_What is required_
Render the data below as a Markdown table with the columns Row and Line text, from the line with "Target: hand holding pen" up to and including the line with "column 170, row 76". Number the rows and leave out blank lines.

Location labeling records:
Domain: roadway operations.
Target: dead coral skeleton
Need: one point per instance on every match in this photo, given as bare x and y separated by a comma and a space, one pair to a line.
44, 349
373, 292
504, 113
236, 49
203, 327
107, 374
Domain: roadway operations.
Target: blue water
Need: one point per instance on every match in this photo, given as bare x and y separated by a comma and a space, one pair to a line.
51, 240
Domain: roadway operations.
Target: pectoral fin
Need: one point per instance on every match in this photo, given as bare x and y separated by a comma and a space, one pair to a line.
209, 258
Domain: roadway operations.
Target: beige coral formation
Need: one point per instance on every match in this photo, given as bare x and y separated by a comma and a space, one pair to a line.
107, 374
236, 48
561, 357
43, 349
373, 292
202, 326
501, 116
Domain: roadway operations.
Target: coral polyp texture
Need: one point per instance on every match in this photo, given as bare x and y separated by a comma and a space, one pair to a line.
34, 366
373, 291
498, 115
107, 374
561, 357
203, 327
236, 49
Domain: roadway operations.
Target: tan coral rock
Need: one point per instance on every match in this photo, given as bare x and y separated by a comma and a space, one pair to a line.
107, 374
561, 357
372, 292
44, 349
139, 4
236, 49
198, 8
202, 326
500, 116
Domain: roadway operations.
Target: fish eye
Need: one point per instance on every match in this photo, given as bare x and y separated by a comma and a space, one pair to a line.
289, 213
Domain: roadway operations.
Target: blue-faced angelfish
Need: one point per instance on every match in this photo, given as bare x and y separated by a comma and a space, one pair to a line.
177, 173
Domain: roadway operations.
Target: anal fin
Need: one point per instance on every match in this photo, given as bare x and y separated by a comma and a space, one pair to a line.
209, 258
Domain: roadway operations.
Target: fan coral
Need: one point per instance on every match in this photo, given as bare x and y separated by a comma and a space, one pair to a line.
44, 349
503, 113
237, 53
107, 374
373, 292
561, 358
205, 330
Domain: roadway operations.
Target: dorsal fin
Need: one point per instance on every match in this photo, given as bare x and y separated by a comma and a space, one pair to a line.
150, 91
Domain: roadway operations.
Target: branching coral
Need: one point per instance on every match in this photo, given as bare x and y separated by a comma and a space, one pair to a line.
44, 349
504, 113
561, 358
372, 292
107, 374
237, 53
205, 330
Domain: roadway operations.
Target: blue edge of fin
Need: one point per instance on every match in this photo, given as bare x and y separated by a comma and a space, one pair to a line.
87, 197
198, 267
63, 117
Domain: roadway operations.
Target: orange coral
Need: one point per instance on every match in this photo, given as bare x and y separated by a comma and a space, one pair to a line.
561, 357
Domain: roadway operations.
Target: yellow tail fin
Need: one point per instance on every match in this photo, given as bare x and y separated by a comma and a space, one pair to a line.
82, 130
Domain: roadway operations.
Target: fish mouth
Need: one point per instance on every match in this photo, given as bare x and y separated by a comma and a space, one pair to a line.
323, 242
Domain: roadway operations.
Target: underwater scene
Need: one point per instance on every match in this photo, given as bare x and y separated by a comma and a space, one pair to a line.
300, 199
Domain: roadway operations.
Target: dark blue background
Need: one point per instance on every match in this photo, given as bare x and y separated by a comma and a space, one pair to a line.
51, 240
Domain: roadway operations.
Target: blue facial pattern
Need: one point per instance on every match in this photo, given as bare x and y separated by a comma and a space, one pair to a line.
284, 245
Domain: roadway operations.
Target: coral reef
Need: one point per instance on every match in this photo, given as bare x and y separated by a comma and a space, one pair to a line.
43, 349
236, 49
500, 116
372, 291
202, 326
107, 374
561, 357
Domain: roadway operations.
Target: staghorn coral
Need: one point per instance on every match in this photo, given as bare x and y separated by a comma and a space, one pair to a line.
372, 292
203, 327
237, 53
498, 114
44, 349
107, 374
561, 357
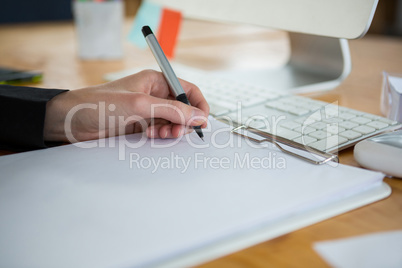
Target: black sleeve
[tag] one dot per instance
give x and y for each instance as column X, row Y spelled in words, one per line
column 22, row 116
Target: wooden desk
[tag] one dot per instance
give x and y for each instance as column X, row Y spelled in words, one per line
column 51, row 47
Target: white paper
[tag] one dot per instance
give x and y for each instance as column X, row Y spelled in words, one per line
column 113, row 206
column 369, row 251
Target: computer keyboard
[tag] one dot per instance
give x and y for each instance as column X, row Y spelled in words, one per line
column 324, row 126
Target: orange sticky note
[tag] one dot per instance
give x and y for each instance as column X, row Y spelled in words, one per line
column 168, row 31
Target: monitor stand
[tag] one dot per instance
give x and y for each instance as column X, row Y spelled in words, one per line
column 316, row 63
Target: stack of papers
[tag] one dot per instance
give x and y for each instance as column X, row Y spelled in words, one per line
column 133, row 202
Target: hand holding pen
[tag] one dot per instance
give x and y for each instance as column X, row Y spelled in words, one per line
column 170, row 76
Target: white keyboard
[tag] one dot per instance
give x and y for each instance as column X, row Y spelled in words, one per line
column 323, row 126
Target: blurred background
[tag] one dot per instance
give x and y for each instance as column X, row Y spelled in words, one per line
column 387, row 20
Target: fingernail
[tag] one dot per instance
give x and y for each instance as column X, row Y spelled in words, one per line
column 198, row 117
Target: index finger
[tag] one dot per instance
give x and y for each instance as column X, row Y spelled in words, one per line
column 195, row 96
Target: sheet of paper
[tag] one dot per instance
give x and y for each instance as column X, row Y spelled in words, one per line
column 130, row 201
column 370, row 251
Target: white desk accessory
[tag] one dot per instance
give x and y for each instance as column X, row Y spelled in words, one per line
column 382, row 153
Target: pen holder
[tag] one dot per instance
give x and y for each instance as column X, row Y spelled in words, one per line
column 99, row 28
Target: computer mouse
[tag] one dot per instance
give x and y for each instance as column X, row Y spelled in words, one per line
column 382, row 153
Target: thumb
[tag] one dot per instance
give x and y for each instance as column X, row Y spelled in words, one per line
column 174, row 111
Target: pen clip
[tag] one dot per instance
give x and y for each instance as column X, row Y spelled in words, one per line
column 267, row 137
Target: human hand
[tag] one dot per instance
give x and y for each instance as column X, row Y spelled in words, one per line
column 139, row 102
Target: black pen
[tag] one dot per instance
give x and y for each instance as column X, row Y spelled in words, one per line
column 167, row 71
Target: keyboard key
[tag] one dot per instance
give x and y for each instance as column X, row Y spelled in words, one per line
column 377, row 125
column 318, row 125
column 228, row 105
column 364, row 129
column 330, row 142
column 346, row 116
column 304, row 130
column 305, row 120
column 347, row 124
column 319, row 134
column 388, row 121
column 305, row 140
column 251, row 102
column 334, row 129
column 360, row 120
column 332, row 120
column 297, row 111
column 217, row 110
column 285, row 133
column 350, row 134
column 290, row 125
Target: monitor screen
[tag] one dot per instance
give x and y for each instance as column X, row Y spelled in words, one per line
column 340, row 18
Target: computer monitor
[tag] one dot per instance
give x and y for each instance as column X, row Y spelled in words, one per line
column 318, row 32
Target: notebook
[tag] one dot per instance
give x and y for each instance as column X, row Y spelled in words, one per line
column 130, row 201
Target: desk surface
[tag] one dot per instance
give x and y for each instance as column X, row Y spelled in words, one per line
column 52, row 48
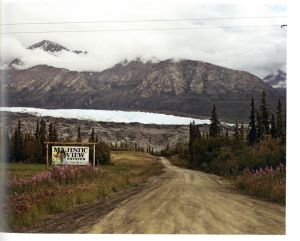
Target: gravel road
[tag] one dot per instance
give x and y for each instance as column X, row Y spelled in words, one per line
column 191, row 202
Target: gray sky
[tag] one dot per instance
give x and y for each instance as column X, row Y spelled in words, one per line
column 257, row 50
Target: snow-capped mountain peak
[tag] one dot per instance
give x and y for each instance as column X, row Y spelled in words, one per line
column 276, row 79
column 48, row 46
column 52, row 47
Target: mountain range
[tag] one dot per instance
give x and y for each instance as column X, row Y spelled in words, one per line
column 184, row 87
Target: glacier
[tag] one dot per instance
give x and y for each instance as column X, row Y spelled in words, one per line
column 116, row 116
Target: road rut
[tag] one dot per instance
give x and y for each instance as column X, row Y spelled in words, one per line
column 192, row 202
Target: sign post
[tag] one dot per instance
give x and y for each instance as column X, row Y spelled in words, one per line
column 94, row 156
column 47, row 156
column 70, row 153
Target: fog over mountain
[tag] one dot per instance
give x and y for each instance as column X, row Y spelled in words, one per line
column 258, row 50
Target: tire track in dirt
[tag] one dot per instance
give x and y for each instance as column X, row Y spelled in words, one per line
column 187, row 201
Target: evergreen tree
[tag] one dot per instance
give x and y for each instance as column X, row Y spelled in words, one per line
column 260, row 127
column 79, row 134
column 226, row 134
column 50, row 132
column 55, row 135
column 252, row 136
column 264, row 114
column 214, row 129
column 236, row 134
column 43, row 132
column 279, row 122
column 273, row 130
column 242, row 133
column 18, row 143
column 37, row 131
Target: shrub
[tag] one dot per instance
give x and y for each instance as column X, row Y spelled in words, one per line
column 267, row 183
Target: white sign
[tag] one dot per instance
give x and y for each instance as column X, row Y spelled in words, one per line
column 70, row 155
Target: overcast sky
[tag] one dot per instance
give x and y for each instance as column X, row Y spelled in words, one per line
column 257, row 50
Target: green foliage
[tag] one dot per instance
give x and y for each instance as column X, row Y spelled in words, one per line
column 214, row 128
column 252, row 137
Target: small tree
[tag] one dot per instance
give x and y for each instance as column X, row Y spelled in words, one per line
column 273, row 130
column 252, row 136
column 214, row 129
column 279, row 123
column 242, row 133
column 264, row 114
column 236, row 134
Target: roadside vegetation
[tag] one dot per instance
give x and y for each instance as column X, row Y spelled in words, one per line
column 34, row 193
column 254, row 158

_Final result_
| Row | Line text |
|---|---|
| 1 | Target: hand holding pen |
| 2 | [tag] one dot per instance |
| 3 | give x and y for each instance as column X, row Y spelled in words, one per line |
| 4 | column 170, row 76 |